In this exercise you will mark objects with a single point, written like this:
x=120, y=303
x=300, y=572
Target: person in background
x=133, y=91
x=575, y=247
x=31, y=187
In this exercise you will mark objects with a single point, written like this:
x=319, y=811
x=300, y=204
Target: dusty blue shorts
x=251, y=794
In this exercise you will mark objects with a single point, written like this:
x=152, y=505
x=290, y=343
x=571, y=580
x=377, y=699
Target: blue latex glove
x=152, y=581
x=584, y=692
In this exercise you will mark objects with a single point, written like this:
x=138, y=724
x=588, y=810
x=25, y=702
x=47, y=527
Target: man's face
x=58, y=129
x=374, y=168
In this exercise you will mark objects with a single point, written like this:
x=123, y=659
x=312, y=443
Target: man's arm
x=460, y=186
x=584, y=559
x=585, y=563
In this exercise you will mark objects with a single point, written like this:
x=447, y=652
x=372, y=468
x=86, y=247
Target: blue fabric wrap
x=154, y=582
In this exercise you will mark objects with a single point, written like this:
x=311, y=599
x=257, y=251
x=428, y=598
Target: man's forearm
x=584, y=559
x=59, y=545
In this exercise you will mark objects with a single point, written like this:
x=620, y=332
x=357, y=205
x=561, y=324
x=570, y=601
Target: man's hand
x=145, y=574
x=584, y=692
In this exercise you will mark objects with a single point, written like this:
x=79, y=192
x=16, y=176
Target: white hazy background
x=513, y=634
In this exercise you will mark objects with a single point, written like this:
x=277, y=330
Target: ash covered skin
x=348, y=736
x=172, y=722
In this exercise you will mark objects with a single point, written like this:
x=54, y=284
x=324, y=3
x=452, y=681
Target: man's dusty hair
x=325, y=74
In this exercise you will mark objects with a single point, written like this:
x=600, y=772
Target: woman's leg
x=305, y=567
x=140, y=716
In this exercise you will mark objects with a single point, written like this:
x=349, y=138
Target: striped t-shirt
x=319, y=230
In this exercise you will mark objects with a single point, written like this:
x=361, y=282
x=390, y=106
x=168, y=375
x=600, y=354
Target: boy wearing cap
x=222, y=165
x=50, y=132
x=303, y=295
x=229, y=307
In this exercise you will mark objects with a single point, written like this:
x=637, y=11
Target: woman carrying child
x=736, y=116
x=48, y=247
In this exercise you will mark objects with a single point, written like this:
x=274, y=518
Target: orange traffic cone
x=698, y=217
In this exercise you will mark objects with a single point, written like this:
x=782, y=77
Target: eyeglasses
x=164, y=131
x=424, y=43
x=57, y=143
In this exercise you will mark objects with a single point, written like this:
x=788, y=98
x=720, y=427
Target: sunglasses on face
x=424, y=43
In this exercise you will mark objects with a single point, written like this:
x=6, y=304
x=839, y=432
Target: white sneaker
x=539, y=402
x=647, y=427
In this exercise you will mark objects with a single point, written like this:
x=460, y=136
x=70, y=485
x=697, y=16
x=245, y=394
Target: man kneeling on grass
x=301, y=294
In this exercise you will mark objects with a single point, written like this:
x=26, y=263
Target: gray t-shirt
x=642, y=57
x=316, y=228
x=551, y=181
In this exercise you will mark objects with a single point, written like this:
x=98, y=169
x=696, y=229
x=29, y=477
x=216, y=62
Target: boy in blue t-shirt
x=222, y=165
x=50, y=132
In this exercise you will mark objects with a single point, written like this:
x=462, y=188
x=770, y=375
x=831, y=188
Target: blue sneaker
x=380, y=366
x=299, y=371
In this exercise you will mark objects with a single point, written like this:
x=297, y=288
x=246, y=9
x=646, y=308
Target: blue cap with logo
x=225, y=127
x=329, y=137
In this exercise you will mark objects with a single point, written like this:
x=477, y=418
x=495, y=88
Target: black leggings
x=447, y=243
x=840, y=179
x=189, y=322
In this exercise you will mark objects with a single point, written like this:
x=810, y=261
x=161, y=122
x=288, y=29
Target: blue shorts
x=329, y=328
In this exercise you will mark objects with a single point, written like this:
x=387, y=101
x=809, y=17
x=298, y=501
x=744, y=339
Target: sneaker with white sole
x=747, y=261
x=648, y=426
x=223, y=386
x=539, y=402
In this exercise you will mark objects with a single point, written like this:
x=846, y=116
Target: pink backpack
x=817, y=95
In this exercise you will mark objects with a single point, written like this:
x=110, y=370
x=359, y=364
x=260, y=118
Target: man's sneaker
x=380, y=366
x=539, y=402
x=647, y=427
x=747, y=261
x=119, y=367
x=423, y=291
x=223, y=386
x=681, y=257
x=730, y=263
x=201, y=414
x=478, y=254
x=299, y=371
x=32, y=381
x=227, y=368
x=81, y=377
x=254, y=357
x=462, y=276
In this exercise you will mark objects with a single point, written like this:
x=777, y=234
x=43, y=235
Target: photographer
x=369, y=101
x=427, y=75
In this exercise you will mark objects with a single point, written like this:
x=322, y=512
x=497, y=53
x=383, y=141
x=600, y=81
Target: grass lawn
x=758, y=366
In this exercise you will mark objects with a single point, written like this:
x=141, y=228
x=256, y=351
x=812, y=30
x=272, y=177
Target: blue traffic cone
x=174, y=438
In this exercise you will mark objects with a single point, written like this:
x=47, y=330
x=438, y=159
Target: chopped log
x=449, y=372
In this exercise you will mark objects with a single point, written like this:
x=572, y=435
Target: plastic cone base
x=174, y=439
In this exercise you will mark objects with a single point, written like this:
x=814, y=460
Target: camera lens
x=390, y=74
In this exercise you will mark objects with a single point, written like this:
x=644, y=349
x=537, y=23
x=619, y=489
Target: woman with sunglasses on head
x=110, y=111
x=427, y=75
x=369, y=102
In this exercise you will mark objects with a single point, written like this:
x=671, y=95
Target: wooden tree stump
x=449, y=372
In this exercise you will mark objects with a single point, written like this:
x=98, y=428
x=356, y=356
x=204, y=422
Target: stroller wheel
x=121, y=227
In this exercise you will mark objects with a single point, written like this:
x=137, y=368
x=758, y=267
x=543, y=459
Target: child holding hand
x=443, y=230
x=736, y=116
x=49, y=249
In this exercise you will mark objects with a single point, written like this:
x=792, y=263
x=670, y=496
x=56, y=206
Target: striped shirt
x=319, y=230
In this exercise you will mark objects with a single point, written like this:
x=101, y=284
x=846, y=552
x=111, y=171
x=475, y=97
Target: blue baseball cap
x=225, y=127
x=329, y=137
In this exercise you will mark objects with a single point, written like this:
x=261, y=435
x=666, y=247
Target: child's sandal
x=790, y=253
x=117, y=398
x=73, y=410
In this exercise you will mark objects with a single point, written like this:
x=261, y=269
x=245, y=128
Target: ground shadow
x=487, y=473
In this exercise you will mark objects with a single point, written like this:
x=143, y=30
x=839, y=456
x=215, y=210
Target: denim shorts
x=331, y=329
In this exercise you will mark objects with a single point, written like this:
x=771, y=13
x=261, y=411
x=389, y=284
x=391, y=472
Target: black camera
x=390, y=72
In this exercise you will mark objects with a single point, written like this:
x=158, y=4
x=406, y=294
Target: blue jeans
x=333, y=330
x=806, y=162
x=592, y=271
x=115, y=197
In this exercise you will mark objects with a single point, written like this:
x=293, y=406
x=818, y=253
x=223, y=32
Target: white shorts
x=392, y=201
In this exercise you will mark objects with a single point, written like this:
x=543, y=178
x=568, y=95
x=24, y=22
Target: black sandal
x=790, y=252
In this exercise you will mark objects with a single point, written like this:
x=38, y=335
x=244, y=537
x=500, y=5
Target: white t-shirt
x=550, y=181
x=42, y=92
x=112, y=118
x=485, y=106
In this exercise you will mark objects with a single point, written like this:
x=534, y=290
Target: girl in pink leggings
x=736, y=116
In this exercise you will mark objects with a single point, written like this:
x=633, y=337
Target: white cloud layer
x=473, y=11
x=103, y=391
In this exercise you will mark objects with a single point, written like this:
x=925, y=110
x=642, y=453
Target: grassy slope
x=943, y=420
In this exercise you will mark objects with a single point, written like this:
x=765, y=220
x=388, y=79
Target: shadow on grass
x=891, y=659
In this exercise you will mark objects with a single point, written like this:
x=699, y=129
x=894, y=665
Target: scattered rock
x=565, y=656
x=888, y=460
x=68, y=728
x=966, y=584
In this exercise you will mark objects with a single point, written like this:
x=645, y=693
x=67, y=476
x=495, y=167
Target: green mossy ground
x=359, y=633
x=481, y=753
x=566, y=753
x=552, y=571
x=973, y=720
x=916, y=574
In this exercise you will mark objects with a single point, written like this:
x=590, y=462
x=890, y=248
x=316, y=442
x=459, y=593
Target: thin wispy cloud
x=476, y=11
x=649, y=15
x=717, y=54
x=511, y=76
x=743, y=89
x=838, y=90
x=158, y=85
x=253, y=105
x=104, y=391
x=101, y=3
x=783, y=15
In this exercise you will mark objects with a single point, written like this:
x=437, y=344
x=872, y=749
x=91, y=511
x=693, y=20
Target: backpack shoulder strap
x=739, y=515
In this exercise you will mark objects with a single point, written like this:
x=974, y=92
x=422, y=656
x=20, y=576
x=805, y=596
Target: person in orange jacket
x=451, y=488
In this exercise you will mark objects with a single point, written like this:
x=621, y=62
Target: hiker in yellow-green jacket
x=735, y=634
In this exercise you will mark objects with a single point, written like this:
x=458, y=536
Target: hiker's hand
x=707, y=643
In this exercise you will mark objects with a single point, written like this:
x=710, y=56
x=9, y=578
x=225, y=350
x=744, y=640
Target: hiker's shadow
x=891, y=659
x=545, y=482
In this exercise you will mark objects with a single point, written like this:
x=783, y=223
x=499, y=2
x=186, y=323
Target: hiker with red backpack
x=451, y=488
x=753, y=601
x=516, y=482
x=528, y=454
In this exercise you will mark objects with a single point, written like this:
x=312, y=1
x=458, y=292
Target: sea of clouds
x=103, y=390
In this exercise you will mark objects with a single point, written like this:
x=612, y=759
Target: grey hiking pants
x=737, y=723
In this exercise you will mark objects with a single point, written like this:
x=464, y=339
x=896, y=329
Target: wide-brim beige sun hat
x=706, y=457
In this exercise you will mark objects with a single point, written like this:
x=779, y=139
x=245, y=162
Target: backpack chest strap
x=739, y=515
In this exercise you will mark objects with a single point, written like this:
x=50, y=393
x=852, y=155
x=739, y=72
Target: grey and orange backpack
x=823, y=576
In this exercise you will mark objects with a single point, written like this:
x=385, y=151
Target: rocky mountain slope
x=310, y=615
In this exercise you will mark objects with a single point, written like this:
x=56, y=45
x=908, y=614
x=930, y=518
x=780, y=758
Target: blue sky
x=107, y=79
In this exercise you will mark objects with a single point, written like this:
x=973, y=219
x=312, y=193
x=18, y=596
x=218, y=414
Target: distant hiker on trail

---*---

■ **What the exercise asks**: Please pull out every line of the listing above that contains the word "child".

■ **Exercise response**:
Target: woman carrying child
Target: child holding hand
Target: child's sandal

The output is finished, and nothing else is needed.